On this power supply the big electrolytic capacitors from the voltage doubler are from Canicon (a Taiwanese company) and rated at 85° C, while the electrolytic capacitors from the secondary are from Canicon and Jun Fu and rated at 105° C.

[nextpage title=”Load Tests”]

We conducted several tests with this power supply with the equipment described in the article Hardware Secrets Power Supply Test Methodology.

Since we didn’t know beforehand what the real wattage of this power supply was we did something different from what we usually do when reviewing power supplies. We loaded this power supply with 50 W and then started increasing the load pattern in 25 W increments until we reached the maximum this power supply could deliver – i.e., until we burned it. We knew that we would burn this power supply for sure, we only didn’t know when.

Our generic 500 W power supply died when we tried pulling 275 W from it, so the maximum amount of power we could extract was 250 W – half the labeled amount! This value matches the components that were used. In the table below we summarize how tests with this power supply delivering 250 W. The value listed under “total” was the total amount of power the unit was actually pulling, as measured by our load tester

+12V	11 A (132 W)
+5V	15 A (75 W)
+3.3 V	9 A (29.7 W)
+5VSB	1.5 A (7.5 W)
-12 V	0.5 A (6 W)
Total	251.1 W
Voltage Stability	Pass
Ripple and Noise	Fail
AC Power	339 W
Efficiency	74.0%
Room Temperature	41.5° C
Power Supply Temperature	46.6° C

The power supply died silently, no explosion happened. After disassembling the power supply we measured all main components and what burned was the +5 V rectifier.

Room temperature was below what we usually use because we couldn’t increase temperature inside our “hot box” since the power supply wasn’t pulling too much power and thus not heating enough.

Voltage regulation during our tests was o.k., with all outputs within 3% of their nominal voltages – ATX specification defines that all outputs must be within 5% of their nominal voltages – except +5 V, which was at 4.81 V when we were pulling 250 W from the power supply. This value, however, is still inside the 5% tolerance set by the ATX standard. Of course we want to see all voltages as close as their nominal values as possible.

Efficiency was surprisingly high for a generic unit; we were expecting something below 70%. The best value was when we were pulling 100 W (78.7%) and the worst value was when we were pulling 50 W (73.2%).

But the main problem with this generic unit was noise and ripple. This is something regular users don’t even think about: most users choose a power supply solely based on its wattage, paying no attention on how clean the outputs are.

Outputs from the power supply are continuous voltages and when watching them on an oscilloscope they should be a straight line on the screen. This, however, doesn’t happen; outputs aren’t perfectly continuous. They can have a little oscillation (called ripple) and, on top of that oscillation, some little spikes (called noise). If the value of this oscillation and spikes are low enough they won’t offer any risk of damage to your equipment.

ATX specification says that ripple and noise should be within 120 mV for the 12 V outputs and 50 mV for the +5 V and +3.3 V outputs for the outputs to be considered safe for the electronic components used inside the PC.

The problem with this generic power supply is that its noise level was above those values all the time! When we started at 50 W noise level at +5 V output was already at 105 mV! When delivering 250 W noise level at +5 V output was at 220 mV and at +12 V output was at 180 mV!

So even if your equipment isn’t pulling a lot of power – for example, you have a very basic PC with a low-end video card or even on-board video –a generic power supply can cause you trouble because of the amazingly high noise level (caused by the removal of the coils and capacitors from the filtering stage in order to cut costs). Have you ever heard of instability problems solved by replacing a generic power supply with a “branded” one, even when the computer wasn’t pulling a lot of power? Well, this explains it. The bottom line is: wattage is not everything.

# # # # # # #

#### WRITTEN EXERCISE 1:
Retype the passage from the power supply review starting with "Efficiency was surprisingly" and going on through "50 W (73.2%).".

[Excerpts from point annotation records]
# # # # # # #

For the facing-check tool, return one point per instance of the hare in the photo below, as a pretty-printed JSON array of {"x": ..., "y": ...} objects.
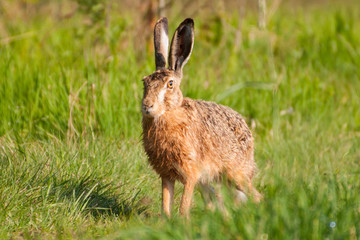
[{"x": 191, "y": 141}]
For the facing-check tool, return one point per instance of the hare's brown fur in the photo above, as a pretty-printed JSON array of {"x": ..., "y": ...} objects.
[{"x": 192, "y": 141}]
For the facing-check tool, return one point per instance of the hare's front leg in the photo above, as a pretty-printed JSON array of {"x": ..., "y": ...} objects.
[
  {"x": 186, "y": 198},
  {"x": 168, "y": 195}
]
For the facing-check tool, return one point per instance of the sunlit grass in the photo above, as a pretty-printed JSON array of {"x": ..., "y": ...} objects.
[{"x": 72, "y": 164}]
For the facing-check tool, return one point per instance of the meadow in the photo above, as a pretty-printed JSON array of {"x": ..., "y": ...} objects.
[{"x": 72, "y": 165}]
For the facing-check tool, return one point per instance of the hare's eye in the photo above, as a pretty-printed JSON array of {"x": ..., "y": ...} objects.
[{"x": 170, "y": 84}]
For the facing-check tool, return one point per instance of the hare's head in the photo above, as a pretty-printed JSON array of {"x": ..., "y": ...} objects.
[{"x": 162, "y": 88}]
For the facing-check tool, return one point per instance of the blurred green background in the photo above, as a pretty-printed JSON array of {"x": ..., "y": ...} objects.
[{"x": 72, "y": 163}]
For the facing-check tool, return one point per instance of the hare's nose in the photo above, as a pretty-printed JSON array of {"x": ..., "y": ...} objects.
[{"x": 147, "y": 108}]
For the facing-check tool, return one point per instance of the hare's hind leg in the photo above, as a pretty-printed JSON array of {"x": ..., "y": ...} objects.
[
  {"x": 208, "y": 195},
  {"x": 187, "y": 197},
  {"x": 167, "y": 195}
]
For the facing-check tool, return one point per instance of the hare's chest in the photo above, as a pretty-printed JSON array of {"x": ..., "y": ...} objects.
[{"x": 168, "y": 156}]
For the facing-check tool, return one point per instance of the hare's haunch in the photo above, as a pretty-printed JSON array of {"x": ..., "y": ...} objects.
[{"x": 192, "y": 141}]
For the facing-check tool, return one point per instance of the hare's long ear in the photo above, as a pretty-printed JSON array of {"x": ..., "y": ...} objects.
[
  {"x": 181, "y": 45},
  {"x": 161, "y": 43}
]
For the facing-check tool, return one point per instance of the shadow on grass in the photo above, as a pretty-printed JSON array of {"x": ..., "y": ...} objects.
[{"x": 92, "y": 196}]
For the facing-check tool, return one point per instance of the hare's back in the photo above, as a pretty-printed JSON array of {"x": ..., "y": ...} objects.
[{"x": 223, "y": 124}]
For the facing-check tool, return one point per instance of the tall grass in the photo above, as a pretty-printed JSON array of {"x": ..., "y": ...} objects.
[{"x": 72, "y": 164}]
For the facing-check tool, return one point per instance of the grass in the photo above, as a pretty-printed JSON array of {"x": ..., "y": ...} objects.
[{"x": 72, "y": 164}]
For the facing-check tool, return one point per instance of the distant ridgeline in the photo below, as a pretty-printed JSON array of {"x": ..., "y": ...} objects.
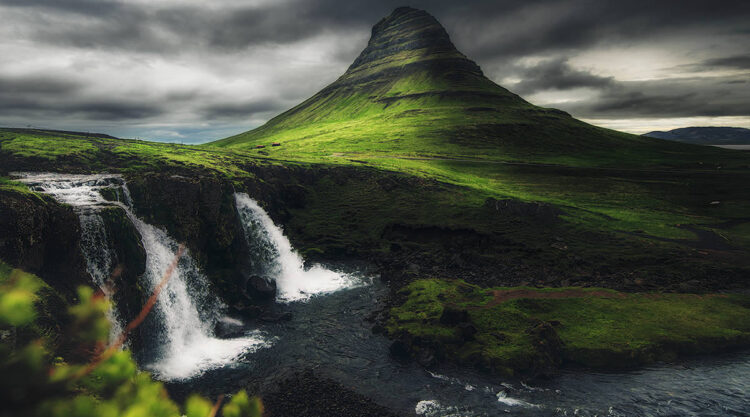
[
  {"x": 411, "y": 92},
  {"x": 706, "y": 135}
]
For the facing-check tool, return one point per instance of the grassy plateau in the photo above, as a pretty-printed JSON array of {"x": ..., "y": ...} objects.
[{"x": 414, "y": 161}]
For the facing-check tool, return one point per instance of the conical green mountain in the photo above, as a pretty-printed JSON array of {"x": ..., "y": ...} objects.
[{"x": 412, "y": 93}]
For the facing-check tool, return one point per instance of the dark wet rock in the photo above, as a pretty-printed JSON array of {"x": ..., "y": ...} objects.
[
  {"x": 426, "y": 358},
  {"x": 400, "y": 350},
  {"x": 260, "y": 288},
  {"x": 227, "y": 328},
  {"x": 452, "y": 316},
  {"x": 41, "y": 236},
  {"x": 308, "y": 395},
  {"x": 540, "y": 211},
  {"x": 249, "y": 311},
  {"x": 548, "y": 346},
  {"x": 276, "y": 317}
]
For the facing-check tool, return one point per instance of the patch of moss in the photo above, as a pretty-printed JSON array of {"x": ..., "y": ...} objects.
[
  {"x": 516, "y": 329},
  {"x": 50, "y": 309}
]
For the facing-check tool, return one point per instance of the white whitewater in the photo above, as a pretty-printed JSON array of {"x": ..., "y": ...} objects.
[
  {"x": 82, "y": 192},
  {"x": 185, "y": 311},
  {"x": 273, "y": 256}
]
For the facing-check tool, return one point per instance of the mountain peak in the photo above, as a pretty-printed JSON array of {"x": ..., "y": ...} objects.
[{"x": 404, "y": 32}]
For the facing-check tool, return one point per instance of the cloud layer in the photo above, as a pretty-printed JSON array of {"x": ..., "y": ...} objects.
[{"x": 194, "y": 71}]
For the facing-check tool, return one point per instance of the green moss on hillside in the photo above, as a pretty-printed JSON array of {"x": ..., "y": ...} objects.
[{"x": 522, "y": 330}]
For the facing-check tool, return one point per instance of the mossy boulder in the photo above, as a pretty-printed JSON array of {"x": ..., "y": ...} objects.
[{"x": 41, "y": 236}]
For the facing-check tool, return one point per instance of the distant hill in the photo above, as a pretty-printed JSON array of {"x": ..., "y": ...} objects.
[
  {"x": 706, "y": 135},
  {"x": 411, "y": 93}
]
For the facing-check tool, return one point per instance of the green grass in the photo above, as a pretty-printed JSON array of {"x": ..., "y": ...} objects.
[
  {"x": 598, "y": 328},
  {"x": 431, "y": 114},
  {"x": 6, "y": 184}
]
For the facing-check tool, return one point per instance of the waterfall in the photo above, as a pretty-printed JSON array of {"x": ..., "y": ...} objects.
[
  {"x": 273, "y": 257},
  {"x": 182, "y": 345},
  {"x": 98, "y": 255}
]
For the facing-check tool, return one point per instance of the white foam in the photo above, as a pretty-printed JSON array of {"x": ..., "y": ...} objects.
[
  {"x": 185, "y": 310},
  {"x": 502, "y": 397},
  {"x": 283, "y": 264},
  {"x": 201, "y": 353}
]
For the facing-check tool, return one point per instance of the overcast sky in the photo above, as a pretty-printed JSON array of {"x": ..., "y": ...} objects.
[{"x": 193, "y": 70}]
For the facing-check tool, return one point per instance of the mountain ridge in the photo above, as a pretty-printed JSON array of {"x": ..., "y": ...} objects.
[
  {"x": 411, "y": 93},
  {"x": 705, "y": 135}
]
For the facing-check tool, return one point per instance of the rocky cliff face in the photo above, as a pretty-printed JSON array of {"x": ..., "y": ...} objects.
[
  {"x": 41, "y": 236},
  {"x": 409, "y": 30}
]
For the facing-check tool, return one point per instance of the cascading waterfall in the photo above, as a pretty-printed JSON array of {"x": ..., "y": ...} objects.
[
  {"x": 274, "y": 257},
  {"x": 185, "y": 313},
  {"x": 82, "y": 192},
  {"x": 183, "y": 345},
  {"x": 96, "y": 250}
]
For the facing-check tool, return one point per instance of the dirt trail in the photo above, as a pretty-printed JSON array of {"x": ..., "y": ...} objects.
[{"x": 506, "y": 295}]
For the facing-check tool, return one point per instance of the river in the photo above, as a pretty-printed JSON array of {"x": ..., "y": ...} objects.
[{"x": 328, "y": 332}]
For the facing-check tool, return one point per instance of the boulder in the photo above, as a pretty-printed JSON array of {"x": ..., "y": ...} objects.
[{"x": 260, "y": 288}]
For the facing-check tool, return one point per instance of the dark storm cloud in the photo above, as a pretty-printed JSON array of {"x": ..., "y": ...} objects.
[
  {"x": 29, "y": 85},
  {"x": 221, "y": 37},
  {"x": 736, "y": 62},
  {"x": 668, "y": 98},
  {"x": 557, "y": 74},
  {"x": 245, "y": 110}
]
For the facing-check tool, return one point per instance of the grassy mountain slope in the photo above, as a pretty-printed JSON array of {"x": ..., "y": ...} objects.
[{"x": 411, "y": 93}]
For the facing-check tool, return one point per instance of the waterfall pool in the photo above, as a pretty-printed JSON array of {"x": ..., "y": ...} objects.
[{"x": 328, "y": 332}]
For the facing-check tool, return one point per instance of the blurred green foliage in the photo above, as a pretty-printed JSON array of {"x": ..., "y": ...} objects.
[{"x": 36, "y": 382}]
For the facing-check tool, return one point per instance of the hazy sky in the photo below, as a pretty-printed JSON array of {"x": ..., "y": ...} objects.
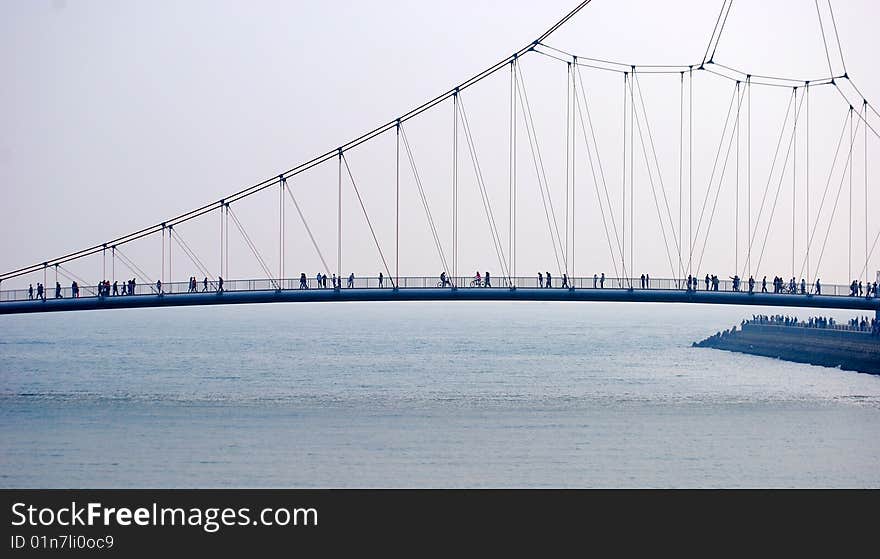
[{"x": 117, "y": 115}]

# # # # # # #

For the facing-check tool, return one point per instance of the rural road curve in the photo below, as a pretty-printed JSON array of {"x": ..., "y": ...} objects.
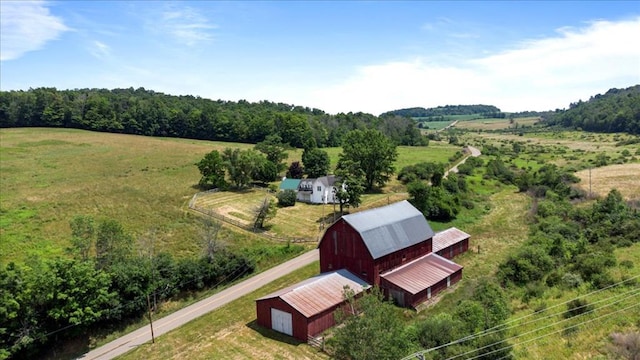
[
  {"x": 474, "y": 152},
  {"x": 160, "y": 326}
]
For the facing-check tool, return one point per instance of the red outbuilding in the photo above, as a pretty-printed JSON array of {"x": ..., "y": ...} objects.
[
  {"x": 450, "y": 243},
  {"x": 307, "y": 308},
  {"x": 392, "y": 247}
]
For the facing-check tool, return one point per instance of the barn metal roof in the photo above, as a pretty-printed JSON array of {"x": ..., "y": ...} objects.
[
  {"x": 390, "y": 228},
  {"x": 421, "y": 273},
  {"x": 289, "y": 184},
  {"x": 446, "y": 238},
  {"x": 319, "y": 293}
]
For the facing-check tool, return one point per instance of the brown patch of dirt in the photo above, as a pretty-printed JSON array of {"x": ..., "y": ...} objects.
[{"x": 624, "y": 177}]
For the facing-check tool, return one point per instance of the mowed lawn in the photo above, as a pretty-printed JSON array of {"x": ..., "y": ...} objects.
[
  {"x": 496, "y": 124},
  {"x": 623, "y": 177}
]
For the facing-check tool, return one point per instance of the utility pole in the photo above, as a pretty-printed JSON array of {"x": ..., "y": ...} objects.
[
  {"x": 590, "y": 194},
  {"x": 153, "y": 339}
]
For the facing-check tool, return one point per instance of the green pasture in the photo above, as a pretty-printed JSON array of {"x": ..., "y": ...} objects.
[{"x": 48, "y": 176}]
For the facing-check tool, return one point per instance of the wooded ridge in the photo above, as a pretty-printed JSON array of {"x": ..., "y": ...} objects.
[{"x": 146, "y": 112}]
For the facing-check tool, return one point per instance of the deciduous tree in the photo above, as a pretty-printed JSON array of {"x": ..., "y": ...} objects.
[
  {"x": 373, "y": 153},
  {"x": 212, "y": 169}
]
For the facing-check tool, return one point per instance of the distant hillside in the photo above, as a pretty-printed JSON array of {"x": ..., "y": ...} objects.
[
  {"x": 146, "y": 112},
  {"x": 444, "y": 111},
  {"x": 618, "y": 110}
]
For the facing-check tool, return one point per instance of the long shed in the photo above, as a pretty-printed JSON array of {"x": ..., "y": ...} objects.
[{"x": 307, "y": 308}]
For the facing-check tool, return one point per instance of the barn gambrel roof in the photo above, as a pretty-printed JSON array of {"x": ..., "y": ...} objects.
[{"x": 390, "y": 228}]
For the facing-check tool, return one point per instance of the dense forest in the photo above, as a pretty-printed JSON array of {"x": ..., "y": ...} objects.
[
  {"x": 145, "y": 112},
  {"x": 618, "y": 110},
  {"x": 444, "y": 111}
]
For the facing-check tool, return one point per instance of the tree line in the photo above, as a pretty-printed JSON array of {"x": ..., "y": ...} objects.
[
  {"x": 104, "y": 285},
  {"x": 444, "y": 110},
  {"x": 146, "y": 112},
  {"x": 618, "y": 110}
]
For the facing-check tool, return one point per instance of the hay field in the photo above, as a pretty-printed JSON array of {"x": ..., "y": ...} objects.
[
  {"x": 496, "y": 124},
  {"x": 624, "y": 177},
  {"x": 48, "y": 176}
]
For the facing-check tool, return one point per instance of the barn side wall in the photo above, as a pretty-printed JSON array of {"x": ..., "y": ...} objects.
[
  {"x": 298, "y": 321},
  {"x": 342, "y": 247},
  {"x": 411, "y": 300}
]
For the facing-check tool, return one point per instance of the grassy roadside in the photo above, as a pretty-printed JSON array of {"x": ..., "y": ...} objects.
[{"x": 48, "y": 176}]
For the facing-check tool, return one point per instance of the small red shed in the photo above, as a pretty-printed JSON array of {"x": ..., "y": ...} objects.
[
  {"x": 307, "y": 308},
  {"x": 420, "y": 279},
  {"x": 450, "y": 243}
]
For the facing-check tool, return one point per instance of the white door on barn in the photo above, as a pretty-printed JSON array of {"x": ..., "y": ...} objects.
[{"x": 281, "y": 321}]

# # # # # # #

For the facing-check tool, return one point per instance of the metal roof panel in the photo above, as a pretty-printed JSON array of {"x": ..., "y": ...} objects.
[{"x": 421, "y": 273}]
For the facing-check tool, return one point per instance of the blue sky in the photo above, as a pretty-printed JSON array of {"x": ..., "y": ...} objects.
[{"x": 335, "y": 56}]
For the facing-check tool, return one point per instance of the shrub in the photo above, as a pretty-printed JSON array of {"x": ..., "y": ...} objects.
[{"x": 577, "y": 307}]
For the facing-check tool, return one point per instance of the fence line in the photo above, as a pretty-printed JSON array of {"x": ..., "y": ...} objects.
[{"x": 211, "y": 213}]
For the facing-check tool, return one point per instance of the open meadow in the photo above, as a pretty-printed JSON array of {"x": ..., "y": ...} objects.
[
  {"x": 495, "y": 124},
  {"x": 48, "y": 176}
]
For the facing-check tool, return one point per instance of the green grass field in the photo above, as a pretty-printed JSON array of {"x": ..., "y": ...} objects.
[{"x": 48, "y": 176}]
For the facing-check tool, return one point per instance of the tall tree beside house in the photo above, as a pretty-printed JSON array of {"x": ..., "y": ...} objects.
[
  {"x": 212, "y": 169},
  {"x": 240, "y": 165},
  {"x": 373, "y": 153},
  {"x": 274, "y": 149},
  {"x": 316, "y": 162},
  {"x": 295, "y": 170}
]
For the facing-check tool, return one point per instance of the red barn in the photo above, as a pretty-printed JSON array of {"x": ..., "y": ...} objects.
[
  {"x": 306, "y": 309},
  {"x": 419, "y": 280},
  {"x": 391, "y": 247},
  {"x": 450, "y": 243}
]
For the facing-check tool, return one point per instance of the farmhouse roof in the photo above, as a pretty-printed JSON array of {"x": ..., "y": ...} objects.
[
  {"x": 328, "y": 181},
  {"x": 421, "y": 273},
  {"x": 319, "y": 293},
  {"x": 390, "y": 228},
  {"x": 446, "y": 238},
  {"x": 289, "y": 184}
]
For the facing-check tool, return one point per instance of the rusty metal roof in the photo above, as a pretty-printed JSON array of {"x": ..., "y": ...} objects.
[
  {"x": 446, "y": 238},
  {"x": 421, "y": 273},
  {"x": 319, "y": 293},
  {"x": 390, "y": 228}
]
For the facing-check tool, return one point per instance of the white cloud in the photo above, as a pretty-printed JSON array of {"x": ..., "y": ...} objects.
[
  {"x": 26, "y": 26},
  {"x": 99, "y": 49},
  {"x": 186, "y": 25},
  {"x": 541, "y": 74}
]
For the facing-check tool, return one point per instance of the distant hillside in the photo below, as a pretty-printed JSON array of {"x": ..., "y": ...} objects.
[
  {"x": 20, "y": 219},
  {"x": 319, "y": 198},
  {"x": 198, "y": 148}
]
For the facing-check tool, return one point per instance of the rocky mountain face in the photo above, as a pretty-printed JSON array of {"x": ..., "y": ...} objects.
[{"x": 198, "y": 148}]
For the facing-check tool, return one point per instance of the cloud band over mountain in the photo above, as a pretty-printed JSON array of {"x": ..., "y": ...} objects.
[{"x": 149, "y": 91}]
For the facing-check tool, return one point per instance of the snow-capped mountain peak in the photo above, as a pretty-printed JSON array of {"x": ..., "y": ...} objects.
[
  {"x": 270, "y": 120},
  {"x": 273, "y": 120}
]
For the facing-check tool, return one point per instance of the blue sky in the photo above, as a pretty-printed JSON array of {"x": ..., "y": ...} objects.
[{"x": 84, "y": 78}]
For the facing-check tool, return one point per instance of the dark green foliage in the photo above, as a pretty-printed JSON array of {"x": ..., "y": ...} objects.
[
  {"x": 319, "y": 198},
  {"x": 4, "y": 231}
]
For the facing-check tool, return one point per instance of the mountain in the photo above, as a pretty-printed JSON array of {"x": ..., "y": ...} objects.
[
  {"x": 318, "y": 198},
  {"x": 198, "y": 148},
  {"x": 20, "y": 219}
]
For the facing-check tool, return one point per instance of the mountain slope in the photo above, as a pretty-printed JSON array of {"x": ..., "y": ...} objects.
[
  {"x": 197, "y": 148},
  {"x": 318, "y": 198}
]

# # # # # # #

#### WRITTEN EXERCISE 2:
Pick out every line of the records that contains the word "brown", treating uppercase and lowercase as different.

#### WORKED ANSWER 1:
Efficiency was surprisingly high for a generic unit; we were expecting something below 70%. The best value was when we were pulling 100 W (78.7%) and the worst value was when we were pulling 50 W (73.2%).

#### WORKED ANSWER 2:
For the facing-check tool, return one point per instance of the hare's brown fur in the photo above, as a pretty-printed JSON array of {"x": ..., "y": ...} objects.
For the facing-check tool, return one point per instance of the brown patch of dirt in the photo above, as a pretty-printed JSON array of {"x": ..., "y": ...} objects.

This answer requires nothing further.